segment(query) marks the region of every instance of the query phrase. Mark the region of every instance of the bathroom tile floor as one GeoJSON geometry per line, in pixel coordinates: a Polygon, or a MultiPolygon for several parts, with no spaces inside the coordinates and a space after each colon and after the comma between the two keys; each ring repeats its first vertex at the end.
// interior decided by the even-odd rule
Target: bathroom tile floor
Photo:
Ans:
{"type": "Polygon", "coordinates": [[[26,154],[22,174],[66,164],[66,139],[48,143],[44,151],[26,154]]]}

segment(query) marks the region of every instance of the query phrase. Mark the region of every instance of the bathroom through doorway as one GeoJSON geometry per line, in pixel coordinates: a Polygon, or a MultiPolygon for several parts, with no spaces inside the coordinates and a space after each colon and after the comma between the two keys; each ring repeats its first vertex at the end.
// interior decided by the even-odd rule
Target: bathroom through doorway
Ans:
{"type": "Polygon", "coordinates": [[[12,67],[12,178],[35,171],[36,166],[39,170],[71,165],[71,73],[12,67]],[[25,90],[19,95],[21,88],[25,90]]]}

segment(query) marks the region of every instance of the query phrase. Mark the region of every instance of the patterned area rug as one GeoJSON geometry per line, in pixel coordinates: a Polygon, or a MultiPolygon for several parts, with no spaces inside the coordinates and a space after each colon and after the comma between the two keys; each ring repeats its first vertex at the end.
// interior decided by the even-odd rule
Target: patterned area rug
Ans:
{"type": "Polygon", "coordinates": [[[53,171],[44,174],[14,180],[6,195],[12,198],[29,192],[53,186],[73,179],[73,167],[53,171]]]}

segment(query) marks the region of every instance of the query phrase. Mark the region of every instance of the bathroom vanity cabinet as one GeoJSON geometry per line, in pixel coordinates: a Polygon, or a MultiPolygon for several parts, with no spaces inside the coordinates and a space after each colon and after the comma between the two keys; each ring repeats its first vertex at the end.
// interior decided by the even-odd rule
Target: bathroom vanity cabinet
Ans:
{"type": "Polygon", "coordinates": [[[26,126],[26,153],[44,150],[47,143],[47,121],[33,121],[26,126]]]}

***

▶ What you have to do
Copy everything from the entry containing "the bathroom vanity" down to the end of the entries, instructions included, and shift every pixel coordinate in the answers by adding 59 to it.

▶ Finished exercise
segment(query) marks the region of every instance of the query phrase. Mark the region of every instance of the bathroom vanity cabinet as one GeoJSON geometry per line, in pixel coordinates: a Polygon, or a MultiPolygon for several parts, with no spaces inside the coordinates and a space after each colon and after the comma between the two keys; each ring repeats its first vertex at the end.
// interior decided by the even-odd rule
Target: bathroom vanity cabinet
Ans:
{"type": "Polygon", "coordinates": [[[85,185],[85,212],[103,209],[106,202],[106,180],[92,180],[85,185]]]}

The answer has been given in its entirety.